» Text excerpt
# Self Excite Rotating Rectifier Polarity Genset



## nrp3

The one I have in the garage is I'm assuming two diodes, and I can't see how that is arranged as the diodes are buried. What brand and model does this go to. They don't give us a lot to go on for this type generator though the capacitor regulated type are fairly common.


----------



## Trailboss

nrp3 said:


> The one I have in the garage is I'm assuming two diodes, and I can't see how that is arranged as the diodes are buried. What brand and model does this go to. They don't give us a lot to go on for this type generator though the capacitor regulated type are fairly common.


Two diode are a very common ckt, the excitation stator/capacitor winding is a standard as well.
The interaction of the stator/capacitor winding and the rotating field provides the voltage regulation as you stated.
The common two diode arrangement has two seperate windings each with a single diode across each winding. 
Unfortunately there are no manufacturer markings or any numbers or anything on the unit.

» Work instruction A
List every heading in the generator thread.
» Work instruction B
Reproduce the part of the generator thread between "Two diode are" and "on the unit.", inclusive.
» Work instruction C
In the generator thread, how does Trailboss describe the layout of the common two-diode arrangement?

» Dataset content
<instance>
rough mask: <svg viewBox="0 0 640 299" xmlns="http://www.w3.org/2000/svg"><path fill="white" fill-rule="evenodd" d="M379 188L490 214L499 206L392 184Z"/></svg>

» Written answer A
Self Excite Rotating Rectifier Polarity Genset
nrp3
Trailboss

» Written answer B
Two diode are a very common ckt, the excitation stator/capacitor winding is a standard as well.
The interaction of the stator/capacitor winding and the rotating field provides the voltage regulation as you stated.
The common two diode arrangement has two seperate windings each with a single diode across each winding. 
Unfortunately there are no manufacturer markings or any numbers or anything on the unit.

» Written answer C
It has two separate windings, each with a single diode across it.